═════ EXTRACT PROVIDED ═════
Stephan Moll, MD writes… Can the person with a newly diagnosed DVT or PE safely fly, or should he/she wait for a few weeks before flying? It appears o.k. to fly early. There is no evidence that flying early after the diagnosis of DVT or PE leads to an increased risk of recurrent clots or breaking off of clots from a DVT to form a PE, as long as the patient is on adequate blood thinner treatment.
Airline travel and Blood Clots
a) The person NOT on blood thinners
Airline travel is an established (mild) risk factor for DVT and PE in the patient who is NOT on blood thinners [ref 1,2]; the longer the travel, the higher the risk for clots . Typically, multiple risk factors come together –overweight, hormone therapy (e.g. contraceptives), recent surgery, trauma, or hospital stay, cancer, genetic or acquired clotting disorders, and the immobility from the travel itself. It has also been suggested that the decreased air pressure in the airplane cabin might lead to activation of the clotting system and an increased risk for DVT or PE, particularly in persons with one or more of the above underlying risk factors [ref 4]. However, neither have published data on this issue been consistent, nor is it clear whether such changes are really relevant for the traveller.
b) The patient with VTE who is on blood thinners
- Is there an increased risk for recurrent DVT or PE or clot breaking off from a DVT? It is not known whether the risk for recurrent clot or the risk for a DVT to break off to cause a PE is increased with airline travel in the patient who is on blood thinners. Any potential activation of the clotting system by the decreased cabin pressure while flying is very likely counteracted by the fact that the patient is on a blood thinner. Thus, an increased failure rate of blood thinners (i.e. progression of DVT or PE; increased risk of DVT leading to PE) is not likely.
- Is there worsened leg swelling in the patient with DVT? The patient with acute DVT and leg swelling may experience somewhat more swelling during or after the flight – not because of worsening DVT, but because of increased fluid retention in the legs from the decreased air pressure in the cabin. Many healthy people experience that, too. Also, the distances to walk and the prolonged standing in the airport may lead to increased leg swelling. However, this is not expected to lead to worsening DVT or a new DVT.
- Is there worsened shortness of breath in the patient with PE? The patient who has had a large PE or has other underlying lung disease (COPD, etc.) may have some worsening of shortness of breath during flying – not because of new PE, but because the airplane cabin contains slightly less oxygen than the air at sea level.
In general, I discuss with the patient who has a new DVT or PE that…
- it appears to be o.k. to fly immediately after the DVT or PE diagnosis, as long as the person is on full-dose blood thinners.
- airline travel is not expected to lead to an increased risk of new DVT or PE or breaking off of clots from a DVT.
═════
### THINGS TO DO
(a) According to the article on air travel and blood clots, why might a patient who has had a large PE become more short of breath while flying?
(b) Transcribe the passage of the article on air travel and blood clots between "b) The patient" and "is not likely.", inclusive.
═════ DATA SECTION ═════
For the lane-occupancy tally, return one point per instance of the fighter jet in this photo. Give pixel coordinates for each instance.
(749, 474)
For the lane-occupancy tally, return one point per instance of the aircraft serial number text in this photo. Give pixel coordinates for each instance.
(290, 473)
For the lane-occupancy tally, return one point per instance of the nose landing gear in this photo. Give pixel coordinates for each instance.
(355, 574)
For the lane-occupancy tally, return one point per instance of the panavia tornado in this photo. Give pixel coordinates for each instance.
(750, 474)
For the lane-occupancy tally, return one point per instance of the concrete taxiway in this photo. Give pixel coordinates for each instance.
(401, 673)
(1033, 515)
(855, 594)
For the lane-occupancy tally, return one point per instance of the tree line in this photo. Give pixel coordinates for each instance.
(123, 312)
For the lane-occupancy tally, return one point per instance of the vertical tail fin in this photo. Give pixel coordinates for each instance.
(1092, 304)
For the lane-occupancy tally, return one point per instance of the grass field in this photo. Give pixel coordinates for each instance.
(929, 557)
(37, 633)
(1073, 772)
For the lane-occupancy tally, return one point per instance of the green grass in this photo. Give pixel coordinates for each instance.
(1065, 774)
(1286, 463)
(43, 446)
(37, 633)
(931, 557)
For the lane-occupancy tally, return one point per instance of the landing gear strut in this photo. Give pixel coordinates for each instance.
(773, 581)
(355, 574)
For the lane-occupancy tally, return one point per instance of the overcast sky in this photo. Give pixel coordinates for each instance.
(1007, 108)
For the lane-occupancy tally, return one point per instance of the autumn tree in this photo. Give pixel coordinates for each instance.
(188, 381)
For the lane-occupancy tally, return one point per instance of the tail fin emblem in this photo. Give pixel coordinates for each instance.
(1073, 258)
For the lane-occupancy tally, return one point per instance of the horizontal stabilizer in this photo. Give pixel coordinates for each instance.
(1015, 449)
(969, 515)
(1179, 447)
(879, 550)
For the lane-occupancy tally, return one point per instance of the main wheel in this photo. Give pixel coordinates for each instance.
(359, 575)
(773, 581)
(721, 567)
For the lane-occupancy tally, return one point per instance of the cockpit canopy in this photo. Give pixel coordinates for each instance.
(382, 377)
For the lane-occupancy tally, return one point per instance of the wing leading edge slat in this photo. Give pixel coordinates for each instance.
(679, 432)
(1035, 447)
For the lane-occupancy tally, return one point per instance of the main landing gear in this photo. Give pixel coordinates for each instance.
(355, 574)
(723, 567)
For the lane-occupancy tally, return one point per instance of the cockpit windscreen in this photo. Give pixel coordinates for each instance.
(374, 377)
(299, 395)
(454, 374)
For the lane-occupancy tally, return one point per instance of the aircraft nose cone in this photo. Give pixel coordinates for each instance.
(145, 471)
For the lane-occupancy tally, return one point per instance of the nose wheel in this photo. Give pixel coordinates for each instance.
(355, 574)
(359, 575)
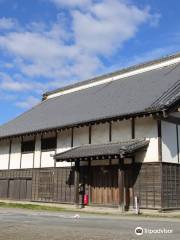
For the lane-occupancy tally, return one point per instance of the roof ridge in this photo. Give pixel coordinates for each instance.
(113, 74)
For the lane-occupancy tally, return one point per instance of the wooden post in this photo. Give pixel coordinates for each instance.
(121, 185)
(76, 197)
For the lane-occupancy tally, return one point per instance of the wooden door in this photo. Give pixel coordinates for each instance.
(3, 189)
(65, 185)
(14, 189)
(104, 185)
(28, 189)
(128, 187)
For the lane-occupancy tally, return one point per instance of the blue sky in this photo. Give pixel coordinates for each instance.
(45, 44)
═════
═════ DATA SECTION ═════
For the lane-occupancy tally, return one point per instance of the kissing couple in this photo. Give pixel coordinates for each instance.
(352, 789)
═════
### ANSWER LIST
(a) The airplane cabin contains slightly less oxygen than the air at sea level.

(b)
b) The patient with VTE who is on blood thinners
- Is there an increased risk for recurrent DVT or PE or clot breaking off from a DVT? It is not known whether the risk for recurrent clot or the risk for a DVT to break off to cause a PE is increased with airline travel in the patient who is on blood thinners. Any potential activation of the clotting system by the decreased cabin pressure while flying is very likely counteracted by the fact that the patient is on a blood thinner. Thus, an increased failure rate of blood thinners (i.e. progression of DVT or PE; increased risk of DVT leading to PE) is not likely.